▸ What needs to be done
Write the next part of the personal essay about a sneakerhead and the pile of dirty shoes at the front door, picking up right after its final sentence.

I Might Be Cancelled As A Sneakerhead, Again.

If I cared enough I wouldn't do these things, right?

When you have a puppy, taking the dog out can be exhausting. I knew this before we decided to get Mika, I’ve done the puppy thing a few times in my life and have always had dogs in my family for as long as I can remember. Having a dog and being a sneakerhead can be complicated. It’s worth the potential sacrifice of a few pairs in my opinion, for the joy that a dog brings to your life. That doesn’t mean I would ever willingly immolate any of the shoes I’ve amassed, no matter how many pairs I have. Thankfully, Mika is more of a sock girl than a sneaker girl. She’s never chewed on a pair of shoes, sans a couple of times, she decided the laces looked better untied than tied and pulled them apart. Socks however are a different story. This pup likes socks the way I like burritos…there’s no such thing as a wrong place or time for indulging. But this isn’t a story about sacrificing shoes on behalf of your four-legged companions, this about something different.

Yesterday, I finally got around to dealing with a pile of shoes that had grown like mold at my front door. With Covid spiking all over California, I really only go outside when the pup needs to, or when we go to the grocery store. Yet, somehow over the past couple of months, I managed to have about a dozen pairs sitting in the entryway of our condo. Only a couple of pairs are what I would refer to as beaters, in that I know they are long past saving. It’s not that having a pile of shoes at the door disqualifies me as a sneakerhead, but rather what I did next that has me questioning my commitment to the life that chose me.

I piled all of the shoes sitting at the door and tucked away into the entry closet into a giant plastic garbage bag, two of them actually. All these dirty shoes, some with a healthy dose of mud, some that have definitely been the only thing separating my socks from the 💩 found around the neighborhood, tossed into bags without being cleaned up. I’m not talking about average run-of-the-mill sneakers. I had a pair of Griffey Max from 2010, a pair of Saucony Shadows from 2000, Zoom Talarias from a few years ago, 3D printed adidas AlphaEdge 4D which I really love, and a handful of other shoes that I would have never mitigated to just a bag full of dirty shoes in the past. Even when I donate shoes each year, I usually clean them up a decent amount before dropping them off. Who have I even become?

▸ Information shown
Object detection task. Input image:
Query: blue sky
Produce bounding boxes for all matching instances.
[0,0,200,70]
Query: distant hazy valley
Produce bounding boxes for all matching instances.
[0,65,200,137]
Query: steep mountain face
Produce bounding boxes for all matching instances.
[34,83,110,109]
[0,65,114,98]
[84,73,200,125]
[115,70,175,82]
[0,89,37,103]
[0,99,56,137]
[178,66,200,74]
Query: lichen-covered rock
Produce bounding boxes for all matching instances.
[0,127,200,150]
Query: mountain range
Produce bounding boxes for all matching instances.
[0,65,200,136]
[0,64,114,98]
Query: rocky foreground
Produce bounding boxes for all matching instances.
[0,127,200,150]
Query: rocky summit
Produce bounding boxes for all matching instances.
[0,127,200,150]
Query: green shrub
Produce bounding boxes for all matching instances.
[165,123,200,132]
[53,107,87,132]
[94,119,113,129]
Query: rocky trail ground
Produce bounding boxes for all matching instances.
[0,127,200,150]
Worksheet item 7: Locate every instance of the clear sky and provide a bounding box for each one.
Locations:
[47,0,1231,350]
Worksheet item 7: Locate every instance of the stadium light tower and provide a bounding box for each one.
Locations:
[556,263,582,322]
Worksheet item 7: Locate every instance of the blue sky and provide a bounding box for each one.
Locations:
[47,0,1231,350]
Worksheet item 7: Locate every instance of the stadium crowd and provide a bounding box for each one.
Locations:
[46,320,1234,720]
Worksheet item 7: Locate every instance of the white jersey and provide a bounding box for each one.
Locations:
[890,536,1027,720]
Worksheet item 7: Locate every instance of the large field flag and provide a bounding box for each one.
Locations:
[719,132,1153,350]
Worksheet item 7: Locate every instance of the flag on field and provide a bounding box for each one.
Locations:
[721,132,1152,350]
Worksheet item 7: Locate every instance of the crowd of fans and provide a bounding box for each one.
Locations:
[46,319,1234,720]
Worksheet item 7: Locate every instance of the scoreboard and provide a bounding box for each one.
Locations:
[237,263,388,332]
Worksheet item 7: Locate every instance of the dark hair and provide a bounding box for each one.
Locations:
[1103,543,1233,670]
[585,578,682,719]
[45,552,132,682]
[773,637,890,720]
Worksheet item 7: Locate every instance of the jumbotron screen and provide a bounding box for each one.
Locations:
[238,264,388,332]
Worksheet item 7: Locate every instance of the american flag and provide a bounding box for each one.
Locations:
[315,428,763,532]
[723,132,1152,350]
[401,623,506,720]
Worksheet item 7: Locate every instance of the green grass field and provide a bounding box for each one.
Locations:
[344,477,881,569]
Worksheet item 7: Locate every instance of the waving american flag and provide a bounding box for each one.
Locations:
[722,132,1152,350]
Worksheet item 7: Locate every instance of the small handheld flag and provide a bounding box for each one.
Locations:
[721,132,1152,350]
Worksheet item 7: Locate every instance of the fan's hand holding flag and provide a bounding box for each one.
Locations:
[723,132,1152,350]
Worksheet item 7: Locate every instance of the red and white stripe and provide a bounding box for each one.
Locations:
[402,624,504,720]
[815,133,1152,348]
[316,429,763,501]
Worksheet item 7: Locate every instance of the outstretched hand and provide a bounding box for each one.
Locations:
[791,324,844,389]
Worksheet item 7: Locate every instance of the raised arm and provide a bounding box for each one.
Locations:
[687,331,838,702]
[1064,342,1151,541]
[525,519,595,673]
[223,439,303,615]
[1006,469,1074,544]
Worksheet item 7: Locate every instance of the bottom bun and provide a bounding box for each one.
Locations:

▸ Task result
I’ve become okay with being me and not trying to live up to the unrealistic standards that social media may lead us to believe are important. About three years ago, I decided to post more than just sneakers on my Instagram because I’m into a lot of different things, despite what might be the assumption if you Google me. Since then, I’ve lost about 4,000 followers (I wasn’t paying attention close enough to look at exact numbers but I remember at one point being a few shy of 19,000 on IG) after sharing more of my passion for cars, collectibles, books, food, and my dog. You know, all the things that are a part of our lives. For me, I get more out of writing this and hearing your feedback than I ever would out of likes or comments on an Instagram photo.

That said, for me, sneakers take up a huge part of my life because it’s the business I’ve worked in since 2007 or so, not by any means because it’s the only thing that matters to me. On the contrary, people are what matter to me. I couldn’t tell you what shoes my friends wore the last time I saw them, and I’m totally good with not knowing. If our conversation goes that way, so be it, but it’s never been about the shoes for me, it’s always about the people wearing them.

Full transparency, I’m not one to clean my sneakers religiously. It’s always easier to find a cleaner pair when you are constantly trying to wear different pairs anyway. Though I do try to take care of them, it’s just not in my nature to slow down for something like that. Don’t get me wrong, the feeling of wearing a pair that is nice and crispy clean or fresh out of the box for the first time still gets me feeling like I did when I got a “real” pair of shoes after working a handful of summer jobs and saving up to buy the Nike Air Gone and Air Lambaste nearly 30 years ago (with the matching black socks, might I add.) It’s just that cleaning every pair becomes tedious, and this year I am trying to upload 5-7 videos a week to YouTube, write 2-3 newsletters each week, and connect with more people that share this crazy passion for sneakers that I have.

My point is, as I said in one of my YouTube videos a few weeks back, the number of sneakers you buy, the number of sneakers you own, the value of the sneakers on your feet, or how much time you spend obsessing over them, cleaning them, or any other thing, doesn’t mean a thing. It’s for you to decide what you do with your sneakers and with your time, and if you have a passion for sneakers and want to talk to other people about them, do it. Don’t worry about the people that want to claim you are or are not a sneakerhead or the people that claim to be or not to be a sneakerhead, all of that energy is lost, and giving into the argument doesn’t do you any good.

So when it’s safe to do so and my sneakers aren’t as clean as they could be when we meet in person, don’t take that as a sign of not caring. It’s actually a sign that I care about you and getting to know you over the priority of cleaning my shoes.

(I feel like this Substack is quickly becoming my therapist, so thank you to all of you that take the time to read it.)